■ **WRITTEN EXERCISE**
Copy the material word for word, starting at the line that contains "Target: weathered stone surface" and continuing through the last line of the material.

========

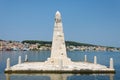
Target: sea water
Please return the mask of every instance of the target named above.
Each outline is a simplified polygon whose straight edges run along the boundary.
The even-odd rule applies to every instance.
[[[68,51],[67,55],[72,61],[84,61],[87,55],[88,62],[94,62],[97,56],[97,63],[109,67],[110,58],[113,58],[115,74],[5,74],[6,60],[10,58],[11,66],[18,63],[21,56],[22,62],[25,55],[28,61],[45,61],[50,57],[50,51],[0,51],[0,80],[120,80],[120,52],[81,52]],[[34,66],[34,65],[33,65]]]

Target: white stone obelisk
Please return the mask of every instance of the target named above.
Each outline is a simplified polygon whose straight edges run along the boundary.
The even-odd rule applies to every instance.
[[[64,40],[62,19],[59,11],[57,11],[55,14],[52,50],[51,56],[48,59],[48,61],[51,61],[51,63],[53,63],[54,65],[59,66],[62,66],[61,62],[63,65],[71,63],[71,60],[67,57],[66,54],[66,45]]]

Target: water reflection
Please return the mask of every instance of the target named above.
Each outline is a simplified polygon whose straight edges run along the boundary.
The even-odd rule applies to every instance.
[[[114,74],[6,74],[6,80],[114,80]]]

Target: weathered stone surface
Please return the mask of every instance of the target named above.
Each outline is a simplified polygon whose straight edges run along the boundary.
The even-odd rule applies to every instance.
[[[45,62],[21,62],[19,57],[19,64],[10,67],[10,60],[7,61],[7,68],[5,72],[13,73],[114,73],[113,60],[110,60],[110,68],[97,63],[95,57],[94,63],[87,61],[85,56],[85,62],[73,62],[66,54],[66,46],[64,40],[63,26],[61,14],[59,11],[55,15],[55,25],[53,33],[52,51],[50,58]]]

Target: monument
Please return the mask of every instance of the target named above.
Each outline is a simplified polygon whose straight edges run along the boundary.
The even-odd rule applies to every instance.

========

■ **SOLUTION TO THIS EXERCISE**
Target: weathered stone surface
Please return the mask of every instance of the target named above.
Each outline is a simplified polygon whose straight edges run along the boundary.
The even-odd rule applies to every instance.
[[[45,62],[21,62],[19,57],[19,64],[10,67],[10,60],[7,61],[7,68],[5,72],[13,73],[114,73],[113,60],[110,60],[110,68],[97,63],[95,57],[94,63],[87,61],[85,56],[85,62],[73,62],[66,54],[66,46],[64,40],[63,26],[61,14],[59,11],[55,15],[55,25],[53,33],[52,51],[50,58]]]

Target: monument
Please return the mask of every instance of the target named above.
Each outline is a simplified polygon whose straight edges run along the boundary.
The even-odd rule applies to every instance.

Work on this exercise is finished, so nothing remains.